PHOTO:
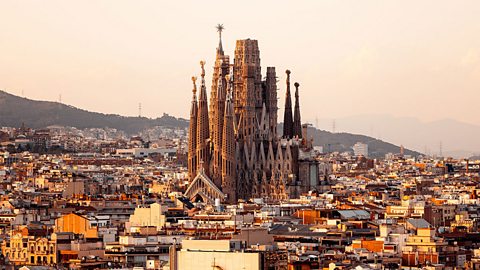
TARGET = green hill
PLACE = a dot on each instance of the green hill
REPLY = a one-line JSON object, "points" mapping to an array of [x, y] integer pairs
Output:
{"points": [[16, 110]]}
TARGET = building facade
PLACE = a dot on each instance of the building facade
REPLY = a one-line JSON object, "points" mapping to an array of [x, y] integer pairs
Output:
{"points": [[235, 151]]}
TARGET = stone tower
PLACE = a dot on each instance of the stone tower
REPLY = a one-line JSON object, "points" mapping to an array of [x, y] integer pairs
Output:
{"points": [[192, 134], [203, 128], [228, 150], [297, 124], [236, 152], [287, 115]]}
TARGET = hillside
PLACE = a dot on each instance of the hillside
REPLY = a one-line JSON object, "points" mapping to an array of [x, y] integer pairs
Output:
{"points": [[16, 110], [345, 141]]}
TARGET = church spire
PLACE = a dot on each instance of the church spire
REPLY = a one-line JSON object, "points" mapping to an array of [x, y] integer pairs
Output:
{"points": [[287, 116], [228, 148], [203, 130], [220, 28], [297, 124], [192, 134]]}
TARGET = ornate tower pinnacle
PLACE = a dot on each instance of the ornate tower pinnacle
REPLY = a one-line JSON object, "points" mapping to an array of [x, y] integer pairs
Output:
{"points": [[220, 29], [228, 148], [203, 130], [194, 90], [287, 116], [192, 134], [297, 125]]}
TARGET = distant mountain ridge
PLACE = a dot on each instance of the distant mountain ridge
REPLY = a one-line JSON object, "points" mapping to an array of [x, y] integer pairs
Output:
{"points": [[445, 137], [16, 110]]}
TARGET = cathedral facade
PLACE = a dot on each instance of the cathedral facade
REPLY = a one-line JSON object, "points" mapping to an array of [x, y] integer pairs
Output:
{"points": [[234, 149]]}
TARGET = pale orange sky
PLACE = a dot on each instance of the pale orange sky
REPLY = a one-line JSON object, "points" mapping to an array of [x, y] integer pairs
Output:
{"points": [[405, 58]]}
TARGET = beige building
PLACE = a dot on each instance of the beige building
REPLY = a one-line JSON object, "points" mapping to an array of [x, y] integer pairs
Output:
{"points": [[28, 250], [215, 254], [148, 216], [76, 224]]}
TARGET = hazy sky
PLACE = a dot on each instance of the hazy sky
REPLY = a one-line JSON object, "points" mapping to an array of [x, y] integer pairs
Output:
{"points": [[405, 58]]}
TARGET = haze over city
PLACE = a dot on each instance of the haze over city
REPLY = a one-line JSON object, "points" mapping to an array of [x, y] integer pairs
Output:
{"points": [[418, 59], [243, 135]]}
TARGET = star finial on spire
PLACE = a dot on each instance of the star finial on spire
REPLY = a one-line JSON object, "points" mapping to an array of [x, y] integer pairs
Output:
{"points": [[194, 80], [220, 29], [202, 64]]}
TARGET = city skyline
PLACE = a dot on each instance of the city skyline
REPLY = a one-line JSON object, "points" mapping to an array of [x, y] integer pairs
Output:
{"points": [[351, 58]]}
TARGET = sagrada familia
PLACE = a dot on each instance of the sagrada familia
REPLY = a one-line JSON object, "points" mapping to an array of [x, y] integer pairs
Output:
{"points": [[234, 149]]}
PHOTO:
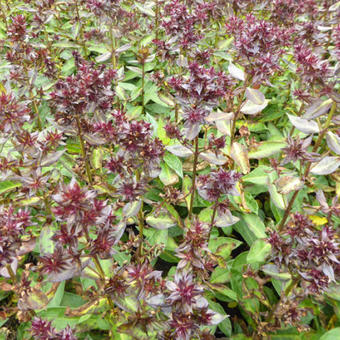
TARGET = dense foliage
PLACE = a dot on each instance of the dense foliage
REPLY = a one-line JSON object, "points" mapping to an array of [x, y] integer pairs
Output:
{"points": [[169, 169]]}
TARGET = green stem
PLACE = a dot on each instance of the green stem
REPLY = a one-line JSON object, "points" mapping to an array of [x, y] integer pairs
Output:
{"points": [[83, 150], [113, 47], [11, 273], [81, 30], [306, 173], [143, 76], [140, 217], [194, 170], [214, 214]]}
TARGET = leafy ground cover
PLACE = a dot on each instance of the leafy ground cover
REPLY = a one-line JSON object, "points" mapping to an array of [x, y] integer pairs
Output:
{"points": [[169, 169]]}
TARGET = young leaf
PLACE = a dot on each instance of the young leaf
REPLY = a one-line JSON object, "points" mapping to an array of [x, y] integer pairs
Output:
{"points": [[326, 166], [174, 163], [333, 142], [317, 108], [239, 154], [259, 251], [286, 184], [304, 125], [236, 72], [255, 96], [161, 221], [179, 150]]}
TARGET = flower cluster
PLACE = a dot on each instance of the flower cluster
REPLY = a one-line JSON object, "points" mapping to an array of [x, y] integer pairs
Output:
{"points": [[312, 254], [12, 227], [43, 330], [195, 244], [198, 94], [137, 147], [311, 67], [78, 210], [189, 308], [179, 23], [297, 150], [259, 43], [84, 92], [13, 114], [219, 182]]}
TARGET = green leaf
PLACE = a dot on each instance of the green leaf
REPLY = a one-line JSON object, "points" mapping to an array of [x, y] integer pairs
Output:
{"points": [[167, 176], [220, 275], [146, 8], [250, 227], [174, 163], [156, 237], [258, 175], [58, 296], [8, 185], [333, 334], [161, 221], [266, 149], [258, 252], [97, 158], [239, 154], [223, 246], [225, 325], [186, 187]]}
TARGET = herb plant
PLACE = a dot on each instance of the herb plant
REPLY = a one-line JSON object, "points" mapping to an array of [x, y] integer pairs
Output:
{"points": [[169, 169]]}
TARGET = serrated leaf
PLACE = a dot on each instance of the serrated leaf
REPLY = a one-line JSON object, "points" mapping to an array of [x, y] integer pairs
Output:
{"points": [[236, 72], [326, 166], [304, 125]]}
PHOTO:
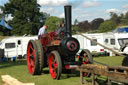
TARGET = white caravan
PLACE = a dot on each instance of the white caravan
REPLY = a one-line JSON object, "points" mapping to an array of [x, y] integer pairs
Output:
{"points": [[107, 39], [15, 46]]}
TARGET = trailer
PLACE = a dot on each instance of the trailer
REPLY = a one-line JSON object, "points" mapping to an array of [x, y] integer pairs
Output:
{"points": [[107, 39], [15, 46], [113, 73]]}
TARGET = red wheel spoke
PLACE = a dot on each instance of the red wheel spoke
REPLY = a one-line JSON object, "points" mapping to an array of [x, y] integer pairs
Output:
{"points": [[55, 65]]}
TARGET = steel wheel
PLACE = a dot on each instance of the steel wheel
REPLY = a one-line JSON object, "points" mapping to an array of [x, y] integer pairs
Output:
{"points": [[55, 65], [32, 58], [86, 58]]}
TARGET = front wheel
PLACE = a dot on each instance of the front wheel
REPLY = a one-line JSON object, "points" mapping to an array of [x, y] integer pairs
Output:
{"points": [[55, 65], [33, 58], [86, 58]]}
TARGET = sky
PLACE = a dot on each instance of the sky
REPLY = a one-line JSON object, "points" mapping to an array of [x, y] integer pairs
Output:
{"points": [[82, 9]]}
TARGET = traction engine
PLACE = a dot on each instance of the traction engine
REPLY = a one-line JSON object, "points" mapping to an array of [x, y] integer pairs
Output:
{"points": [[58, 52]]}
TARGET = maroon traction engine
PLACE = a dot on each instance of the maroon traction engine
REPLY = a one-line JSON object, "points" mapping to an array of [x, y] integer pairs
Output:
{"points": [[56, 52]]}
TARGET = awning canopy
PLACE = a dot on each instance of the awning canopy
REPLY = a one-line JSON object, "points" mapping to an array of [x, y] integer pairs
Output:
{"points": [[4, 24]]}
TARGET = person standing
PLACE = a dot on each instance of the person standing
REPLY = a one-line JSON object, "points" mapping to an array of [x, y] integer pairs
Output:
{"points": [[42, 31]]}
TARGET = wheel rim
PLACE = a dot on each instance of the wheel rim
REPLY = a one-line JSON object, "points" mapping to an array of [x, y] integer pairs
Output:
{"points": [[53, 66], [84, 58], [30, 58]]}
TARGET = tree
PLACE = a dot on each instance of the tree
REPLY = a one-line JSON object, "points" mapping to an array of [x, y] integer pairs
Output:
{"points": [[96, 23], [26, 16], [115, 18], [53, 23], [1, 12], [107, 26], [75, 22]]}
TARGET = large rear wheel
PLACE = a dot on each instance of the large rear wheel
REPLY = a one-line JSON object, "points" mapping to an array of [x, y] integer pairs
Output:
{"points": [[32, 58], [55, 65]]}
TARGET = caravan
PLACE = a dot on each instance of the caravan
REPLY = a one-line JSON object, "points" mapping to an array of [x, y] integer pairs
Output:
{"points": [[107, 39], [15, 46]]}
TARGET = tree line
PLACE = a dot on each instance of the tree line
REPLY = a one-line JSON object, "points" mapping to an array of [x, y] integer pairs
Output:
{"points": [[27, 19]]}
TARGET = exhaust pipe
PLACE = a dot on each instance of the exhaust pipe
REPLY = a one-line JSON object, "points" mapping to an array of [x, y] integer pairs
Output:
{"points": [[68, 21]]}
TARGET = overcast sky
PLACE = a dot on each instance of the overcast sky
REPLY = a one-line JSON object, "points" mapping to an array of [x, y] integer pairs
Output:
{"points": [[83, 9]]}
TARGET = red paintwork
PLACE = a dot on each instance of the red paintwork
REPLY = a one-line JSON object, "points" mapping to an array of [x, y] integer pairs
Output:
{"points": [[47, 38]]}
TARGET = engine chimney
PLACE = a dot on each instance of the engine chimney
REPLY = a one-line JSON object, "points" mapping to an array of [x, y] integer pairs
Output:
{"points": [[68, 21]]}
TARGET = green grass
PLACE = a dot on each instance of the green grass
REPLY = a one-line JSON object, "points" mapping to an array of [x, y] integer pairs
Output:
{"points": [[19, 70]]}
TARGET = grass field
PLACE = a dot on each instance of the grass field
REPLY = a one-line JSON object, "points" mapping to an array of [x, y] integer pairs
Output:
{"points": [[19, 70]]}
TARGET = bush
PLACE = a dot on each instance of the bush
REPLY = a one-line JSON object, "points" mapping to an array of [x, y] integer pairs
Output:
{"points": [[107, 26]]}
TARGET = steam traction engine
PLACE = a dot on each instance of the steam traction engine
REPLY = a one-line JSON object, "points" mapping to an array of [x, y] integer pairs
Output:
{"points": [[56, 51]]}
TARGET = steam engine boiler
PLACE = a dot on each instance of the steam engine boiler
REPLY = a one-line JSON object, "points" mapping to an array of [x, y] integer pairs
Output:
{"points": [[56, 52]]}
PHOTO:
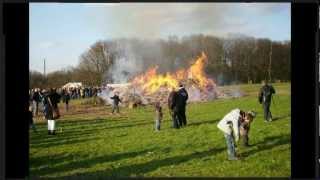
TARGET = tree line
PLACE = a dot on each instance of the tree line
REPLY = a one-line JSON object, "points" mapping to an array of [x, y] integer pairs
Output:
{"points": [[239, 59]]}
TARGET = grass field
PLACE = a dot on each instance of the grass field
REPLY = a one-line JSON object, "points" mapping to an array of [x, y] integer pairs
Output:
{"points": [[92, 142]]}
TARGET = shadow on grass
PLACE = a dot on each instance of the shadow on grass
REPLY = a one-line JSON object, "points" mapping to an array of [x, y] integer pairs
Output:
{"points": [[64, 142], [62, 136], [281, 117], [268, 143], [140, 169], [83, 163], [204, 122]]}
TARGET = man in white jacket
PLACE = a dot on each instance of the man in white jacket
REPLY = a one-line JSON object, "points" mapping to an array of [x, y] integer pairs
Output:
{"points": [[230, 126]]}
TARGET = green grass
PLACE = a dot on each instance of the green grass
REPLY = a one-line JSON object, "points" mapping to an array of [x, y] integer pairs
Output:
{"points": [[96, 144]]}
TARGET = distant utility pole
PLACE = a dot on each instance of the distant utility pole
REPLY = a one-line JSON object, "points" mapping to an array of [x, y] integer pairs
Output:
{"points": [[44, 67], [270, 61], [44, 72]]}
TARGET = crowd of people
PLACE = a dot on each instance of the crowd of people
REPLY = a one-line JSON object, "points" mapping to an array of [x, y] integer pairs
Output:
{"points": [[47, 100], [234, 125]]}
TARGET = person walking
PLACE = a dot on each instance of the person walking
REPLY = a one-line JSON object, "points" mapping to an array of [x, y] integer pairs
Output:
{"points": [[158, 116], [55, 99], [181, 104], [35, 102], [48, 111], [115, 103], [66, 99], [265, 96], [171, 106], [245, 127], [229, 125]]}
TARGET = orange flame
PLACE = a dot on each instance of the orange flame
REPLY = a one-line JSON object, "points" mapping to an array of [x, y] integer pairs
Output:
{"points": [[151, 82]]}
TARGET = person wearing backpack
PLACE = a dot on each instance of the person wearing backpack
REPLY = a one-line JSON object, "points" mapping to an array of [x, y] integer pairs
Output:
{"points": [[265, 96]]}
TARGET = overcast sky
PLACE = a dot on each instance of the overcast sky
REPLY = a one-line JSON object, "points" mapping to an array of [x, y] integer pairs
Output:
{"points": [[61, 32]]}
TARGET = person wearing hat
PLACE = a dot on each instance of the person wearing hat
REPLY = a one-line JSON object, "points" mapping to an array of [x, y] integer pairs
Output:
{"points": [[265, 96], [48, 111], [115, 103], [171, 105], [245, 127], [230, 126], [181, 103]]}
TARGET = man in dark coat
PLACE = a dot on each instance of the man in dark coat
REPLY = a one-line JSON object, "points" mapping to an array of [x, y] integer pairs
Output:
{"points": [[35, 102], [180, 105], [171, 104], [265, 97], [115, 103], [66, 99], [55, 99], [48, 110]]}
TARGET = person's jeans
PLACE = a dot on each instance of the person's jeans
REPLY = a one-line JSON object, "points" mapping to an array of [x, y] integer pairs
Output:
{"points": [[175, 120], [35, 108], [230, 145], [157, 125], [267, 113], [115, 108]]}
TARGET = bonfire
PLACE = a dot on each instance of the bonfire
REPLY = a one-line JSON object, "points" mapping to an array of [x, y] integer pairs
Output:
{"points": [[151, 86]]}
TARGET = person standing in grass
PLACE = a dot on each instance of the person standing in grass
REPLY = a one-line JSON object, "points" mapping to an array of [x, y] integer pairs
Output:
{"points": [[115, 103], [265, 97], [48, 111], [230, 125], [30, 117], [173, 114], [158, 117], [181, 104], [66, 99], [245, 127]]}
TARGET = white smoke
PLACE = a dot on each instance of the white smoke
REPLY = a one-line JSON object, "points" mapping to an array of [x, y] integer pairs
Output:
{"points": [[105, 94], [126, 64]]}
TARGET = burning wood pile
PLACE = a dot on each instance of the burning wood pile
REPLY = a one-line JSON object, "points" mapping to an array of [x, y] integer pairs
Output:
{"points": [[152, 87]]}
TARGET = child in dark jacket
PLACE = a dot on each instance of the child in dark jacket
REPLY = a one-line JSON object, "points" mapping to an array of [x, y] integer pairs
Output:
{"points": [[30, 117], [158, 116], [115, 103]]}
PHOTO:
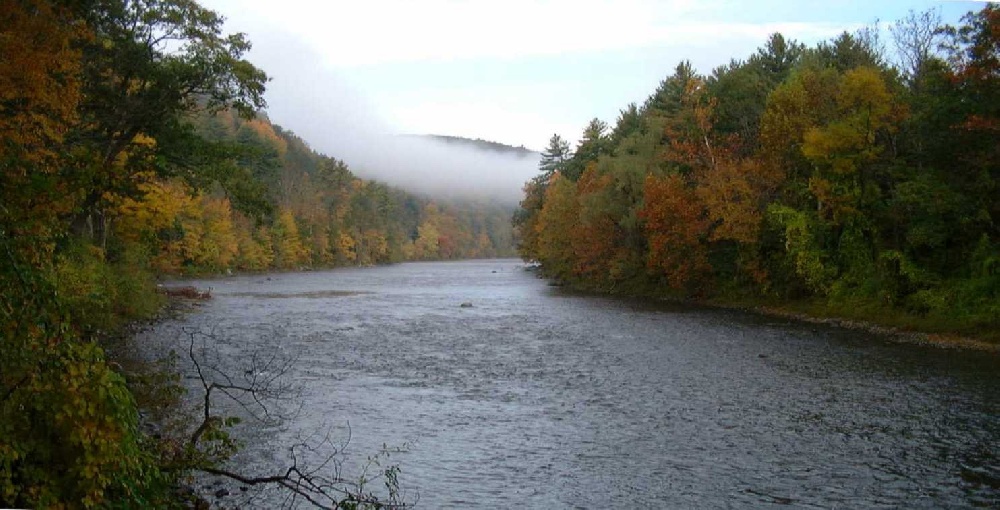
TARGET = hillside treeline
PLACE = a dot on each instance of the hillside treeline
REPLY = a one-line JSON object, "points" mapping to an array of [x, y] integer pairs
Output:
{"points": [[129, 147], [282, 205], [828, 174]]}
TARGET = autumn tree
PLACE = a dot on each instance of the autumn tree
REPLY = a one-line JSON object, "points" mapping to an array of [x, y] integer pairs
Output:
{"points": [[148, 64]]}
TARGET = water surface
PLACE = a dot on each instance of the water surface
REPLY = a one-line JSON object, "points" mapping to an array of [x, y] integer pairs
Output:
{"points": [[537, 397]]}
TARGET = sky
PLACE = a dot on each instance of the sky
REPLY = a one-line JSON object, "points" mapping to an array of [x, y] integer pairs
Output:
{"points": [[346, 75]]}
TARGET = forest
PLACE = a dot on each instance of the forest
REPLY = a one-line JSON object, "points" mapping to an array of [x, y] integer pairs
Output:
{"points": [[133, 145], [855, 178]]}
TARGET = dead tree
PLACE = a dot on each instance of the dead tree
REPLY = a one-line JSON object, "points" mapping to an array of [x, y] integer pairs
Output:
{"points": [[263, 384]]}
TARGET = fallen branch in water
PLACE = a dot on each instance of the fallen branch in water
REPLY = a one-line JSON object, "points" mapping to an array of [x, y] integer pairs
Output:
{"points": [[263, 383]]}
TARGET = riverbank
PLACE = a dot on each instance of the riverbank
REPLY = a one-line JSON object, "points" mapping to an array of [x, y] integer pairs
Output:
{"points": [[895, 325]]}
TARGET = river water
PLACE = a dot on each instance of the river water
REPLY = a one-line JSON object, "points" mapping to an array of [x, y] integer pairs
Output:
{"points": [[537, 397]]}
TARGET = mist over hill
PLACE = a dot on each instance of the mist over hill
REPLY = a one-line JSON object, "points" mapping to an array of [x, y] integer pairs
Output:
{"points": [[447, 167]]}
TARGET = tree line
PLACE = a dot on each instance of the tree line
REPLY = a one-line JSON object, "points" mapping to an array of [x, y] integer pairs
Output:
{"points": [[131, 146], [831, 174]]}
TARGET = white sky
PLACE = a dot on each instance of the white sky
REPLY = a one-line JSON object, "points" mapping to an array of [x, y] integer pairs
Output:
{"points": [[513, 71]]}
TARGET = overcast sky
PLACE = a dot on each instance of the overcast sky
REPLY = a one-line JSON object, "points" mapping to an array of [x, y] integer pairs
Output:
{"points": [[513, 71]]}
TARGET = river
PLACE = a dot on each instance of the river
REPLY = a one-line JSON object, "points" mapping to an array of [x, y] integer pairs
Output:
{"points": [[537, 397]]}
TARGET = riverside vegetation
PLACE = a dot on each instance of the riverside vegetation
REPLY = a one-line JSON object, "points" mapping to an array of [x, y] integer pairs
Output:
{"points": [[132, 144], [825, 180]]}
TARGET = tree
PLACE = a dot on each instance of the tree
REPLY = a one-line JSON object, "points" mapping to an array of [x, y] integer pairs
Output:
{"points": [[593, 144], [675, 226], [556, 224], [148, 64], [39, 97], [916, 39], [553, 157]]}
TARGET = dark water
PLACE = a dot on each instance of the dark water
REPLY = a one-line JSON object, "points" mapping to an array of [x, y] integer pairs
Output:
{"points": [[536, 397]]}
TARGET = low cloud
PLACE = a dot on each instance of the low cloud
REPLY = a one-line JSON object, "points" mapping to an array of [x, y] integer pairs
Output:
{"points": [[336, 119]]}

------------------------

- **WHAT IS NEEDED**:
Look through the entries and work out how many lines have the word "bonfire" in them; reply with that number only.

- **ANSWER FOR THE TASK**:
2